• [Excerpt to read]
>>>

Shortest Path Algorithms¶
Single Source Shortest Path Algorithms¶
Single source shortest path algorithms are essential techniques in graph theory and computer science used to find the shortest path from a single source vertex to all other vertices in a weighted graph. They have widespread applications in various domains, such as network routing, GPS navigation, and optimization problems.
Single source to find the shortest path from a single source vertex to all other vertices in a weighted graph
All pairs to find the shortest path between all pairs of vertices in a weighted graph
Applications
Network routing
GPS navigation
Optimization problems
Dijkstra’s Algorithm¶
Dijkstra’s algorithm is a widely-used algorithm to find the shortest path from a single source vertex to all other vertices in a weighted graph. It works by iteratively selecting the vertex with the smallest tentative distance from the source and relaxing its neighboring vertices.

<<<

• [Set tasks]
A: Reproduce the shortest path passage between "Single source to" and "its neighboring vertices.", inclusive, swapping "tentative distance" for "provisional distance".
B: Carry on writing the shortest path passage from the point at which it stops.

• [Supplied information]
>>>

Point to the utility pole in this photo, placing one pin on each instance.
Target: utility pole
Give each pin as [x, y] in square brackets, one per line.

<<<

• [Responses]
A:
Single source to find the shortest path from a single source vertex to all other vertices in a weighted graph
All pairs to find the shortest path between all pairs of vertices in a weighted graph
Applications
Network routing
GPS navigation
Optimization problems
Dijkstra’s Algorithm¶
Dijkstra’s algorithm is a widely-used algorithm to find the shortest path from a single source vertex to all other vertices in a weighted graph. It works by iteratively selecting the vertex with the smallest provisional distance from the source and relaxing its neighboring vertices.

B:
invented by Edsger Dijkstra
visualization https://visualgo.net/en/sssp
Pseudo-code for Dijkstra’s Algorithm¶
function dijkstra(graph, source):
create a priority queue PQ
initialize distances to all vertices as infinity
set the distance to the source as 0
enqueue source to PQ
while PQ is not empty:
current_vertex = vertex with the smallest distance in PQ
remove current_vertex from PQ
for each neighbor of current_vertex:
edge_weight = weight of the edge between current_vertex and neighbor
tentative_distance = distance to current_vertex + edge_weight
if tentative_distance < distance to neighbor:
set distance to neighbor as tentative_distance
add neighbor to PQ
All Pairs Shortest Path Algorithms¶
Floyd-Warshall Algorithm¶
The Floyd-Warshall algorithm uses dynamic programming to iteratively update the shortest distances between all pairs of vertices.
invented by Robert Floyd and Stephen Warshall
Pseudo-code for the Floyd-Warshall Algorithm¶
function floyd_warshall(graph):
initialize a distance matrix with infinite values
set diagonal entries to 0 (distance to itself)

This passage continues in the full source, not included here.